Image point grounding data

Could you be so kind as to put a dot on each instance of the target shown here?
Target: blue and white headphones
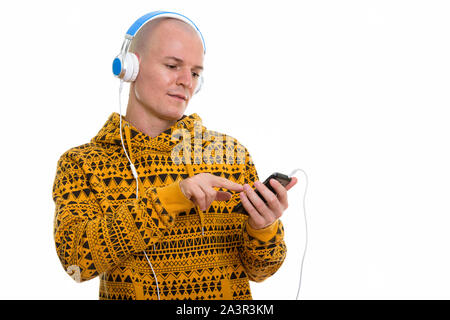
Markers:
(126, 64)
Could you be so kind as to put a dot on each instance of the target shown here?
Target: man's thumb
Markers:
(223, 196)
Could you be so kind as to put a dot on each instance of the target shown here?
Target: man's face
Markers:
(169, 70)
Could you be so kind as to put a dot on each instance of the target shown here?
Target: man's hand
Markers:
(199, 189)
(261, 214)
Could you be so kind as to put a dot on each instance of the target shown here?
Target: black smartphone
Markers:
(281, 178)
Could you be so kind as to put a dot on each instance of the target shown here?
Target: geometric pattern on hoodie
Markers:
(101, 229)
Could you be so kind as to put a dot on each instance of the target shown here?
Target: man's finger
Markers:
(223, 196)
(225, 183)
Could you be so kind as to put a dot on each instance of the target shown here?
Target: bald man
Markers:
(180, 239)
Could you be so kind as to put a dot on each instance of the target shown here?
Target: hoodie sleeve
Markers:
(92, 237)
(263, 250)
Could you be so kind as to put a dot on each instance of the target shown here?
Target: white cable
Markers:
(156, 279)
(133, 170)
(306, 230)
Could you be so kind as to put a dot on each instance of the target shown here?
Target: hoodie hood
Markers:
(132, 137)
(110, 133)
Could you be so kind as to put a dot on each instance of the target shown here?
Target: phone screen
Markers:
(281, 178)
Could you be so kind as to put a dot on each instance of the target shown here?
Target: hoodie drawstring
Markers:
(197, 208)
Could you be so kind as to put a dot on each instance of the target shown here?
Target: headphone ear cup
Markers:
(131, 66)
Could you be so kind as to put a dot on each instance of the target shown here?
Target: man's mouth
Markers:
(178, 96)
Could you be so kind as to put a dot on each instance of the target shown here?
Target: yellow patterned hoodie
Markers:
(101, 229)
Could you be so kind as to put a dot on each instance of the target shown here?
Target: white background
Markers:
(356, 93)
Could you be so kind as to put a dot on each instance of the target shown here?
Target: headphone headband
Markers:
(126, 65)
(139, 23)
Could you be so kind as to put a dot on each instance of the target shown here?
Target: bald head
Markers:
(152, 32)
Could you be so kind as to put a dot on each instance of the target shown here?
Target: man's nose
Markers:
(185, 78)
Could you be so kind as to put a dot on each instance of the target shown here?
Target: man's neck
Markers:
(147, 122)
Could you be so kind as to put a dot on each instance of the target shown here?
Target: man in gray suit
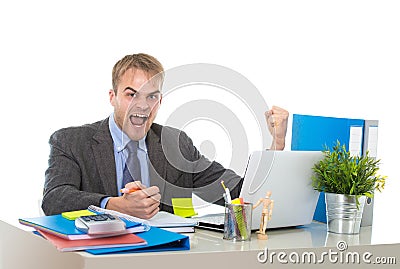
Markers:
(87, 164)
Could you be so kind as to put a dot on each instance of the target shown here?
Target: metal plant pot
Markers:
(342, 213)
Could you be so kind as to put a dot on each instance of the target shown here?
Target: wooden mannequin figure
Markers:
(266, 214)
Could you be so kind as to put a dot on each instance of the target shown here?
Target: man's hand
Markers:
(142, 202)
(277, 120)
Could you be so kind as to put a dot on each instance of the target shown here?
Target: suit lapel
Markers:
(103, 152)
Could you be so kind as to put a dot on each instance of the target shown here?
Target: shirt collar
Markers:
(120, 138)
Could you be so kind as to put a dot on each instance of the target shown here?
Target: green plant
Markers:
(339, 172)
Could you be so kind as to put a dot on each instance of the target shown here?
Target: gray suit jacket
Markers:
(82, 170)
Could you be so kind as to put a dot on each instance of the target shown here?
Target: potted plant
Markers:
(347, 181)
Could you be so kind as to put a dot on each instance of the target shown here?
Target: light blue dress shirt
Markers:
(120, 140)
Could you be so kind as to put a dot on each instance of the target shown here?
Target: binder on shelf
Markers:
(315, 132)
(157, 240)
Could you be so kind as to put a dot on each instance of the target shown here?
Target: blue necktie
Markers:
(132, 165)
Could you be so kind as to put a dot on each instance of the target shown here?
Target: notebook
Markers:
(62, 244)
(62, 227)
(287, 174)
(162, 219)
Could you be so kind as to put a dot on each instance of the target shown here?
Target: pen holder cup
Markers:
(237, 223)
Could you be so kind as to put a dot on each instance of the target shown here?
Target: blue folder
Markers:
(157, 240)
(314, 133)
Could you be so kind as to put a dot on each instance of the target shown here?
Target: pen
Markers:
(228, 195)
(125, 190)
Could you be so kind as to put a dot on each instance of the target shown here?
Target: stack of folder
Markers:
(137, 237)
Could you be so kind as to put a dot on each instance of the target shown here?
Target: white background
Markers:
(333, 58)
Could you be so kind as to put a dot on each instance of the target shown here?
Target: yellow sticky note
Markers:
(183, 207)
(72, 215)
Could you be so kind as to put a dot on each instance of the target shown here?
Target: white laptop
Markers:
(287, 174)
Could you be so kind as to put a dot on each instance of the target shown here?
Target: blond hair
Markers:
(140, 61)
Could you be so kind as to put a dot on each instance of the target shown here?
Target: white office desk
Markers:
(22, 249)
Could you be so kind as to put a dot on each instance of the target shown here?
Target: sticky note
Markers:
(72, 215)
(183, 207)
(238, 201)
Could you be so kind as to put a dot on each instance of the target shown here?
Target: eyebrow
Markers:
(132, 89)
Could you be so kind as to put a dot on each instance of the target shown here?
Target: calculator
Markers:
(100, 224)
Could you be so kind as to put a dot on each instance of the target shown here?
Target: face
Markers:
(136, 103)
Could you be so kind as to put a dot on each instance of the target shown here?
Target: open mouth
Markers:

• THE PROBLEM: All of the data above must be printed exactly, minus its pictures.

• REPLY:
Could you be so kind as to put a dot on each instance of the target shown here?
Target: blue and white headphones
Markers:
(126, 64)
Could you be so kind as to put a dot on each instance of the target shown here?
Target: man's thumb
Markers:
(223, 196)
Could you be so kind as to put a dot on each instance of the target shown here?
Target: man's face
Markers:
(169, 70)
Could you be so kind as to put a dot on each instance of the target shown here?
Target: man's hand
Markers:
(199, 189)
(261, 214)
Could you be so kind as to put a dot on each instance of the target shown here?
Target: black smartphone
Markers:
(281, 178)
Could you be so kind as to put a dot on each instance of the target shown here?
Target: geometric pattern on hoodie
Markers:
(101, 229)
Could you be so kind as to put a dot on each instance of the target shown here?
Target: man's finger
Markers:
(223, 196)
(225, 183)
Could you be so kind as to put a dot on each instance of the target shown here?
Target: bald man
Markers:
(180, 239)
Could you be so kind as to put a dot on each instance of the target shown here?
Target: hoodie sleeve
Markers:
(92, 237)
(263, 250)
Could you be so kind as to put a dot on each instance of the target shown here?
Target: white cable
Markers:
(156, 279)
(133, 170)
(306, 230)
Could you be so kind as to put a dot on each instance of the target shown here?
Target: hoodie hood
Markers:
(132, 137)
(110, 133)
Could you be so kind as to put a dot on each instance of the target shown here?
Target: phone screen
Markers:
(281, 178)
Could you be so kind as to put a dot on each instance of the target shown here?
Target: hoodie drawstring
Markers:
(197, 208)
Could you be so kind as to put a dot on each instance of the target shown here?
Target: headphone ear cup
Markers:
(131, 66)
Could you be so kind as to put a dot on each instance of the target shown here?
Target: man's mouth
Markers:
(178, 96)
Could you be so kind as to put a dot on each instance of the target shown here?
Target: yellow patterned hoodie
Markers:
(101, 229)
Could you be so kind as to put a dot on each instance of the target shown here?
Target: white background
Markers:
(356, 93)
Could you be so kind as to put a dot on each instance of the target shown here?
Target: headphone headband
Markers:
(126, 65)
(139, 23)
Could you be so kind as to put a dot on each instance of the target shown here?
Target: bald head
Markers:
(152, 32)
Could you be so kind as to put a dot on each instance of the target shown here?
Target: man's nose
Markers:
(185, 78)
Could you be so kind as to put a dot on each instance of the target shown here?
Target: man's neck
Markers:
(147, 122)
Could you be so kind as to put a dot on each instance of the target shown here?
Target: man in gray suit
Markers:
(87, 164)
Could you be so kind as to put a dot on each instance of the target shown here?
Target: metal plant pot
Markers:
(342, 213)
Could you be so kind as to put a dot on each instance of the target shown here?
Target: wooden mannequin figure
Markers:
(266, 214)
Could you be so kind as to put a dot on each instance of the target shown here?
Target: man's hand
Markers:
(142, 202)
(277, 120)
Could you be so kind as to put a dot on each instance of the target shown here?
Target: suit lapel
Markers:
(103, 152)
Could you be so kind as to put a dot on each instance of the target shown here?
Target: shirt collar
Markers:
(120, 138)
Could you be so kind as to put a dot on each instance of the target shown here?
Target: green plant
Markers:
(339, 172)
Could you be so kind as to put a dot on each instance of the target shown here?
Target: gray suit jacket
Markers:
(82, 170)
Could you be so kind as to put a dot on each instance of the target shown here?
Target: potted plant
Markers:
(347, 181)
Could you be so kind as to put a dot on each instance of the target shown here?
Target: light blue dress shirt
Markers:
(120, 140)
Could you be so kind as to put a dot on each instance of the target shown here?
Target: binder on shelf
Markers:
(315, 132)
(157, 240)
Could you be so kind as to put a dot on each instance of the target shown here?
Target: blue necktie
Markers:
(132, 165)
Could you be so kind as to put a dot on each instance of the target shown here?
Target: notebook
Markers:
(62, 244)
(62, 227)
(287, 174)
(162, 219)
Could you be so kind as to put a dot on each instance of the target shown here?
Target: pen holder cup
Markers:
(237, 223)
Could you be so kind as to put a dot on each instance of the target shown here?
Target: blue folder
Markers:
(157, 240)
(314, 133)
Could you be so kind as to put a dot on each instance of the target shown here?
Target: pen
Markers:
(228, 195)
(125, 190)
Could you be so kind as to put a dot on each instance of the target shown here?
Target: stack of folder
Markers:
(137, 237)
Could you be so kind as to put a dot on each instance of the target shown here?
Target: white background
Markers:
(333, 58)
Could you be so kind as to put a dot on each instance of the target shown here?
Target: yellow sticky note
Markers:
(183, 207)
(72, 215)
Could you be so kind as to put a dot on each instance of the target shown here?
Target: white laptop
Markers:
(287, 174)
Could you be so kind as to put a dot on each instance of the target shown here?
Target: blond hair
Markers:
(140, 61)
Could you be so kind as to put a dot on each instance of the target shown here?
Target: white office desk
Markers:
(22, 249)
Could you be so kind as to put a dot on each instance of the target shown here?
Target: sticky note
Markers:
(72, 215)
(183, 207)
(238, 201)
Could you be so kind as to put a dot on each instance of the target shown here?
Target: eyebrow
Markers:
(132, 89)
Could you be so kind as to put a dot on each instance of the target shown here?
Target: calculator
Markers:
(100, 224)
Could you be so kind as to put a dot on each instance of the target shown here?
Target: face
Markers:
(136, 103)
Could you be so kind as to put a dot on each instance of the target shown here?
Target: open mouth
Markers:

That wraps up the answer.